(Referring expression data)

=== Section Start ===

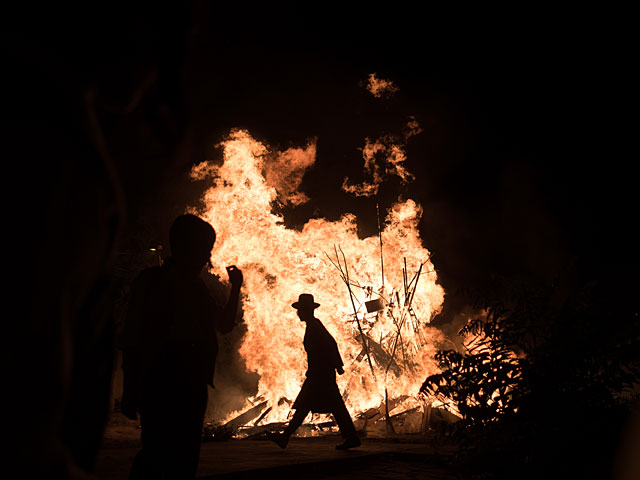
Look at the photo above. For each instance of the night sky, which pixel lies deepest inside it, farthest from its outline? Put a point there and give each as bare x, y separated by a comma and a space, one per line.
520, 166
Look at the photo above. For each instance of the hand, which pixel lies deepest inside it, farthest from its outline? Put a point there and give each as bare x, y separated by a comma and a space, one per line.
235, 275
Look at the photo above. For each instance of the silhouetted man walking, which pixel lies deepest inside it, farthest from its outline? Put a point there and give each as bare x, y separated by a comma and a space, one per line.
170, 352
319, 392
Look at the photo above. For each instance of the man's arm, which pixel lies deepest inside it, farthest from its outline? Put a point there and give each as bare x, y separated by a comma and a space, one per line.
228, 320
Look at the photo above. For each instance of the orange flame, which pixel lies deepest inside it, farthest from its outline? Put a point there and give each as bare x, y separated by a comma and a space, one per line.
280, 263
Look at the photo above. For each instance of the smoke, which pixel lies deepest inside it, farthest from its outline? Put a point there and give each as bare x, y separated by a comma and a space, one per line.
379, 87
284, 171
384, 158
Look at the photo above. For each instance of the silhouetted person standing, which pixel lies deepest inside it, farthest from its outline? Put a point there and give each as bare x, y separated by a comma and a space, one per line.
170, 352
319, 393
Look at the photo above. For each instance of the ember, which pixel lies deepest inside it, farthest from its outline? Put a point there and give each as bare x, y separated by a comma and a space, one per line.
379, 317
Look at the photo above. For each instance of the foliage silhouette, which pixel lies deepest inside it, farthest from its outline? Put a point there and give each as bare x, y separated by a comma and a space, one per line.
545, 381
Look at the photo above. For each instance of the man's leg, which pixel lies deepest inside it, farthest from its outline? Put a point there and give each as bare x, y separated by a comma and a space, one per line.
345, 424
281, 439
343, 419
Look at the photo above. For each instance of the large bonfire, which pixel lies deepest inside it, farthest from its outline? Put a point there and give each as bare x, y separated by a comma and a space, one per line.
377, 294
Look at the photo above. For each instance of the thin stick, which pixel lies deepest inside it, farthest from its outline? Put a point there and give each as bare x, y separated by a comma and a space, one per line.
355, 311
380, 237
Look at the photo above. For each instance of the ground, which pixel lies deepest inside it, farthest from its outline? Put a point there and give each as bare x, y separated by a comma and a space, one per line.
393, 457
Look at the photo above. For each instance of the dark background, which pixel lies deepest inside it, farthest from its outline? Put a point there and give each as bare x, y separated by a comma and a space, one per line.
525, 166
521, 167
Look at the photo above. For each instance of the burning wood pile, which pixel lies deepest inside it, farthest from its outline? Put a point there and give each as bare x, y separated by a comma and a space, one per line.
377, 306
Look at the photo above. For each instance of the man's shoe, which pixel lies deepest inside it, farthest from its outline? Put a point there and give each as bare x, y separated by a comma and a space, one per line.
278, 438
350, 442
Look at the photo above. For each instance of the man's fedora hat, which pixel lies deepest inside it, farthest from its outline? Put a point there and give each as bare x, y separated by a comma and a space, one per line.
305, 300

=== Section End ===

__Prompt__
Please transcribe all of the entries exactly and omit any picture they hold.

__Answer section__
Look at the photo above. For each instance of the night sky, which pixel lies deepest inside it, farthest from its outline? Put a point there and give each as bare x, y separated by a comma and a space, one per line.
520, 166
Look at the photo above. For each instance of the hand, which pixel lies deepest inside it, farthest from its outline? Put a point there and give each as bare x, y separated by a comma and a space, one per line.
235, 275
Look at the photo above. For each instance of the silhouetted man walking, which pixel lies deepest inside it, farthest from its outline? Put a point there and give each as bare x, y separated by a comma and a space, one per line.
170, 352
319, 392
Look at the photo above. For each instance of the man's arm, which pixel lies deepest inside it, farthest from its outline? Put a point there and give each as bare x, y separated by a comma and a space, one per line.
228, 320
Look at the photo above. For each instance of the orange flame, which pixel lies deepest inside it, farthest from its outline? Put a point there and give each as bare x, y separated by a comma and a space, one per line.
280, 263
Look at the photo above. For each instance of the smoke, which pixel lies deepest inside it, farthest from its outline? Put a point there and give each as bare x, y separated by a comma and a space, one per line.
379, 87
284, 171
384, 158
Look at the photo above. For each instance of the silhouetted person standing, which pixel lies deepest inside it, farthest from its outline? Put a point there and give each as bare x, y separated by a comma and a space, one per line.
170, 352
319, 393
Look at the photo above. For each instance of the ember, which pixel lies deepest inside it, farthest from its outline? Put a point there and give each as bare x, y separated by a comma and a space, one per line.
379, 317
Look at the photo above. For each instance of the foliage silhouette, which pixel lies deepest inside it, farthest from its outline? Put a point there and give each as bare x, y separated by a comma and a space, one per line.
545, 381
Look at the photo above. For each instance of the man's leg, which pixel lies deepest inside it, farthest from its outline? Put a point there and give each as bare x, y separated by a comma and a space, one per line.
345, 424
281, 439
343, 419
Look at the photo above. For each instance of the large bonfire, which pixel lies deepest inside it, farthest from its outline? Put a point there and give each as bare x, y separated by a comma and a space, one per line.
377, 294
Look at the photo above. For each instance of the thin stick, which pixel lies deepest inside it, farthest from its outline? Put a point there and give each as bare x, y separated by a comma and a space, one per line.
355, 311
380, 237
Look at the photo above. For each instance of the ground, which pixel lies deepest inside it, farthest from its outline? Put a point there and give each as bare x, y separated by a comma and a space, one per line.
393, 457
Look at the photo above. For each instance of the dark background, which pixel lies deepest inside it, farthest from its outline? Put a point there and give each as bare x, y separated by a comma and a space, one per line.
525, 166
521, 167
Look at the photo above. For each instance of the burning wood pile, which pixel lies deepest inside it, farthest from its outline? Put a point there and give each as bare x, y separated by a comma and a space, one per line.
377, 306
Look at the photo above. For each instance of the man's shoe, which pixel lies deepest inside it, farthest from its outline? Put a point there and give each as bare x, y separated by a comma and a space, one per line.
278, 438
350, 442
Look at the photo above. For each instance of the man's fedora hat, which pixel lies deepest inside it, farthest from its outline? Put a point there and give each as bare x, y separated by a comma and a space, one per line.
305, 300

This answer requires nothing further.